## [PASSAGE]
——

So it does end up working out kind of like that. Yes.
[00:17:51] Jacinta: Okay. But we’re not actually looking at pictures of cats and dogs. We’re looking at pictures of galaxies, right? Or that’s what your work does. Maybe can you tell us more about that?
[00:18:01] Michelle: What I’m interested in is a different branch of machine learning, where we don’t know what we’re looking for.
The most common types of machine learning that people work on is like the cats and dogs example, where we have some training set. We have some known thing that we’re looking for and we can train a neural network, for example, to look for that thing. I am more interested in finding the unknown unknowns. So the things that we didn’t know we should have been looking for, and that’s quite a bit harder because of course you don’t have your training data or you don’t have any known examples by definition.
And so what I do is I might take a dataset of galaxies such as from the MeerKAT telescopes. So I’ve all these beautiful radio galaxies. And I want to run a version of machine learning called anomaly detection. So looking for all the rare galaxies in this dataset. So what I have to do is find… This actually gets even more complicated than neural networks.

——

Records from a point labeling set:
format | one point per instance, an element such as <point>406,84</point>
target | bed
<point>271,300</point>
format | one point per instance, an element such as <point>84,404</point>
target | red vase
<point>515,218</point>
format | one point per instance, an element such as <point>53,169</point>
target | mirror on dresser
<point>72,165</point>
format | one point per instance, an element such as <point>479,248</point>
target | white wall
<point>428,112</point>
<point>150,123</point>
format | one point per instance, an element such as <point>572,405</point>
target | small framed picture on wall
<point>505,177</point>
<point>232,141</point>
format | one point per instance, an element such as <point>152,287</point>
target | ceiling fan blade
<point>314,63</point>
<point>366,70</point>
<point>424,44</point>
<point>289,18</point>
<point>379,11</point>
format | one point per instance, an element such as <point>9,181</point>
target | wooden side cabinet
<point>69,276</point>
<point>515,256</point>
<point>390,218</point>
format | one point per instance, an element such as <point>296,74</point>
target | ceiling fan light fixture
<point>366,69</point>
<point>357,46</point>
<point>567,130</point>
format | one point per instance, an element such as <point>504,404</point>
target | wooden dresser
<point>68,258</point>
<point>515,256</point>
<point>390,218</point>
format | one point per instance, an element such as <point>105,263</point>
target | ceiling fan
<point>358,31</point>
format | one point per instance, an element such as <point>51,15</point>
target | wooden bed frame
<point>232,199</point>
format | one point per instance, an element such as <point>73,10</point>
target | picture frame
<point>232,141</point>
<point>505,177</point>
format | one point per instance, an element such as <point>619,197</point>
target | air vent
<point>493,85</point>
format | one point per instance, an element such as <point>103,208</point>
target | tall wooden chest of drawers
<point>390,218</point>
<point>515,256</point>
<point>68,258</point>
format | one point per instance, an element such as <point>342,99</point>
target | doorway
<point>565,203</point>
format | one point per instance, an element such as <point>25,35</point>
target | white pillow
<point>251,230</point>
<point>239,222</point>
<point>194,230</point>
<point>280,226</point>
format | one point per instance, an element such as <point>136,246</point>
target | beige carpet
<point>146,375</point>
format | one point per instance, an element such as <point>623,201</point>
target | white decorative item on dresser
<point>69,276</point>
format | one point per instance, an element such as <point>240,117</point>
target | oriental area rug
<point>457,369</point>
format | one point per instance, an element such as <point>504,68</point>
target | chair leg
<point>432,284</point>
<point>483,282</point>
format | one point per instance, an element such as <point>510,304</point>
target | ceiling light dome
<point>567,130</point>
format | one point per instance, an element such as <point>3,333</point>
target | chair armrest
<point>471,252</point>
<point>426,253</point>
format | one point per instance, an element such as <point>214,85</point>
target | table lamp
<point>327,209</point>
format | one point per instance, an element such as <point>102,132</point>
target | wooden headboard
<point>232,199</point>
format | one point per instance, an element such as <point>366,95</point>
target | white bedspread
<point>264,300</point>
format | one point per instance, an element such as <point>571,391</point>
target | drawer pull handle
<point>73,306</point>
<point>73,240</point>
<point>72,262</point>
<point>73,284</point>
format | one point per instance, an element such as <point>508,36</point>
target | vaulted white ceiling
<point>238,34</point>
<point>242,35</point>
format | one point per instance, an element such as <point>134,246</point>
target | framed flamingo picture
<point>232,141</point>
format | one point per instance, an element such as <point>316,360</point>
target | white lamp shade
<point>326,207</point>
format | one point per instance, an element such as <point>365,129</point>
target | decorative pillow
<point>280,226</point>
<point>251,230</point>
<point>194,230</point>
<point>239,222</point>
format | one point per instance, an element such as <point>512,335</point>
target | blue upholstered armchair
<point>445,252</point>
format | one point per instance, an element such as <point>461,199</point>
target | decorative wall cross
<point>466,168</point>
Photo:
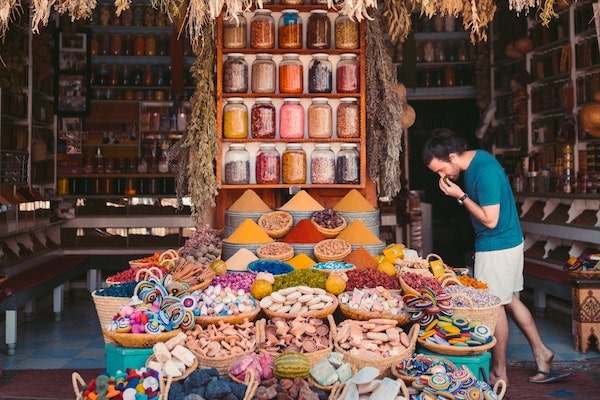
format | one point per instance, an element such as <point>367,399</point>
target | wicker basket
<point>140,340</point>
<point>384,364</point>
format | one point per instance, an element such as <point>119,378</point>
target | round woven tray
<point>456,350</point>
<point>140,340</point>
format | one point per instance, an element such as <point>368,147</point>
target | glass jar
<point>346,33</point>
<point>347,74</point>
<point>262,30</point>
<point>320,73</point>
<point>319,119</point>
<point>268,164</point>
<point>293,164</point>
<point>235,119</point>
<point>347,118</point>
<point>291,74</point>
<point>234,32</point>
<point>318,30</point>
<point>263,120</point>
<point>347,166</point>
<point>235,74</point>
<point>264,74</point>
<point>289,30</point>
<point>291,119</point>
<point>237,165</point>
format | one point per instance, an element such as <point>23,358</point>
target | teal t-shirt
<point>487,184</point>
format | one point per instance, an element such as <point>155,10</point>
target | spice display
<point>318,30</point>
<point>319,119</point>
<point>293,164</point>
<point>320,74</point>
<point>264,74</point>
<point>262,119</point>
<point>289,30</point>
<point>268,164</point>
<point>237,165</point>
<point>322,164</point>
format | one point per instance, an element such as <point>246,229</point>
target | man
<point>488,198</point>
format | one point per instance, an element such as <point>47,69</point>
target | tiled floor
<point>76,341</point>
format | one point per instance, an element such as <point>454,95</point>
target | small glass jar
<point>347,74</point>
<point>347,166</point>
<point>235,74</point>
<point>234,32</point>
<point>237,165</point>
<point>289,30</point>
<point>235,119</point>
<point>318,30</point>
<point>346,33</point>
<point>291,74</point>
<point>291,119</point>
<point>320,73</point>
<point>348,118</point>
<point>264,74</point>
<point>268,164</point>
<point>293,164</point>
<point>322,164</point>
<point>263,120</point>
<point>319,119</point>
<point>262,30</point>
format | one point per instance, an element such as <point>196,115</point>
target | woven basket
<point>384,364</point>
<point>140,340</point>
<point>485,315</point>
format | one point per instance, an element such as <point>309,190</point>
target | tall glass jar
<point>320,74</point>
<point>348,164</point>
<point>263,121</point>
<point>235,119</point>
<point>262,30</point>
<point>235,74</point>
<point>268,164</point>
<point>237,165</point>
<point>347,74</point>
<point>318,30</point>
<point>322,164</point>
<point>291,74</point>
<point>289,30</point>
<point>348,118</point>
<point>319,119</point>
<point>346,33</point>
<point>234,32</point>
<point>293,164</point>
<point>291,119</point>
<point>264,74</point>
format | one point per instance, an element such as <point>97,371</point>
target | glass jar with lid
<point>235,119</point>
<point>347,74</point>
<point>262,30</point>
<point>262,119</point>
<point>318,30</point>
<point>320,73</point>
<point>235,74</point>
<point>289,30</point>
<point>347,119</point>
<point>346,33</point>
<point>268,164</point>
<point>234,32</point>
<point>237,165</point>
<point>291,74</point>
<point>264,74</point>
<point>291,119</point>
<point>322,164</point>
<point>293,164</point>
<point>319,119</point>
<point>348,164</point>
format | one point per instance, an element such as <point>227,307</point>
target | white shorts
<point>502,270</point>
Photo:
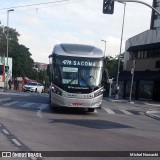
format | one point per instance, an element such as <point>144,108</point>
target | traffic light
<point>108,6</point>
<point>6,68</point>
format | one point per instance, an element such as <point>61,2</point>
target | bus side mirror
<point>48,69</point>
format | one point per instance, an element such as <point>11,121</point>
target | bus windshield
<point>78,76</point>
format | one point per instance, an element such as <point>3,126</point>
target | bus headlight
<point>99,92</point>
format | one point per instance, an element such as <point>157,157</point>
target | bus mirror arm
<point>52,88</point>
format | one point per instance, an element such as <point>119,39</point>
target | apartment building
<point>142,52</point>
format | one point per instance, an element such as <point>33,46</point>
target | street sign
<point>108,6</point>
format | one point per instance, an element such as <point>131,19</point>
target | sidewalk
<point>152,108</point>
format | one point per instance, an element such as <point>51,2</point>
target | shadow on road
<point>96,124</point>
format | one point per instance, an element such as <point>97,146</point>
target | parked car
<point>33,87</point>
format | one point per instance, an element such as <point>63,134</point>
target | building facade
<point>142,52</point>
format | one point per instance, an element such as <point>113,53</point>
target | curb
<point>152,114</point>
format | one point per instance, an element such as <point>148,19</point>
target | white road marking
<point>5,131</point>
<point>16,142</point>
<point>10,103</point>
<point>39,114</point>
<point>43,106</point>
<point>5,99</point>
<point>27,104</point>
<point>109,111</point>
<point>126,112</point>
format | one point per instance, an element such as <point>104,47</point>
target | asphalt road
<point>27,123</point>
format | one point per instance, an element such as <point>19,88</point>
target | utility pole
<point>7,36</point>
<point>119,56</point>
<point>132,79</point>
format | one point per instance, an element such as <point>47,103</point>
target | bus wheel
<point>91,109</point>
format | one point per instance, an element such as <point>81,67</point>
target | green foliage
<point>23,64</point>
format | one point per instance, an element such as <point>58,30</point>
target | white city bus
<point>75,73</point>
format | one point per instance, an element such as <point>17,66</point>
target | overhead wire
<point>31,5</point>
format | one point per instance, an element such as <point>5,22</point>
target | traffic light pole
<point>138,2</point>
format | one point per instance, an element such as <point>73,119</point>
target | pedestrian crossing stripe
<point>10,103</point>
<point>126,112</point>
<point>121,111</point>
<point>109,111</point>
<point>5,99</point>
<point>42,106</point>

——

## [COMPLETE THE FOLLOWING]
#1 Please write out the stretch of the interview transcript from "So it does end" through "we’re looking for.".
#2 Answer these questions about the interview transcript:
(a) Which telescopes does Michelle name as a source of a galaxy dataset?
(b) What does Michelle call the things nobody knew they should have been looking for?
(c) What version of machine learning does she want to run on her galaxy dataset?
#3 Carry on the interview transcript about machine learning and galaxies from its last sentence.
The records are separate material with no connection to the interview transcript.

## [IN RESPONSE]
#1
So it does end up working out kind of like that. Yes.
[00:17:51] Jacinta: Okay. But we’re not actually looking at pictures of cats and dogs. We’re looking at pictures of galaxies, right? Or that’s what your work does. Maybe can you tell us more about that?
[00:18:01] Michelle: What I’m interested in is a different branch of machine learning, where we don’t know what we’re looking for.

#2
(a) The MeerKAT telescopes.
(b) The unknown unknowns.
(c) Anomaly detection.

#3
[00:19:11] Jacinta: What?? What are we going into now?
[00:19:15] Dan: I can imagine.
[00:19:17] Michelle: Let me see if I can describe this. So this actually works quite differently to the neural networks. What I do is I find a way to describe the shapes of galaxies, a kind of mathematical way. And I do this by asking the question, how similar is this galaxy to an ellipse?
Because a lot of the time ordinary boring galaxies that aren’t doing anything interesting, just look like ellipses. Whereas things like merging galaxies, for instance, or just weirdly shaped galaxies, interacting galaxies, don’t look like ellipses. They look like they have strange shapes. So I do something called feature extraction, which is a way of simplifying your data down to a simple set of numbers. And in this case, my numbers describe the shapes of galaxies using these ellipses. Okay. Are you with me?
[00:20:18] Jacinta: Yes.
[00:20:19] Michelle: Okay.
[00:20:19] Jacinta: Dan, maybe you can describe what Michelle just said.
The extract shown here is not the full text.